Task goal: Reproduce every line of the listing below verbatim, omitting the pictures from your reply.

++++ Dataset

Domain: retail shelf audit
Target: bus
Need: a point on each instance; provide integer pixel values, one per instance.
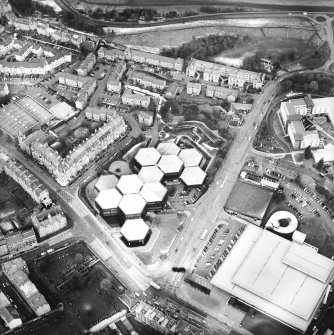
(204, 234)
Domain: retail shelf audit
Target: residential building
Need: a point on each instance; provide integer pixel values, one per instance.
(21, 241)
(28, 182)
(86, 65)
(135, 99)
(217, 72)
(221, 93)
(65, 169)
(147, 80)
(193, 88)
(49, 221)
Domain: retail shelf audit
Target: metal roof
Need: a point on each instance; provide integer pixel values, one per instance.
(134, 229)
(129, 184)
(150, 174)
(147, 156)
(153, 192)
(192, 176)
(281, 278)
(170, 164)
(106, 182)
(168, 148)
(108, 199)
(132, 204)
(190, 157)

++++++++

Completed exercise:
Domain: retail shelf audit
Target: bus
Need: a point on each instance; provide integer pixel values, one per instance.
(204, 234)
Domain: retail shelf audit
Target: residential building
Need: a point on each instance; provide integer pixel values, one per instance.
(21, 241)
(28, 182)
(86, 65)
(135, 99)
(217, 72)
(221, 93)
(65, 169)
(147, 80)
(193, 88)
(49, 221)
Domain: retail shelf audit
Target: metal roof
Need: a point on each instance; provide integer pixel values, one per instance.
(134, 229)
(129, 184)
(150, 174)
(147, 156)
(153, 192)
(192, 176)
(281, 278)
(170, 164)
(106, 182)
(168, 148)
(108, 199)
(132, 204)
(190, 157)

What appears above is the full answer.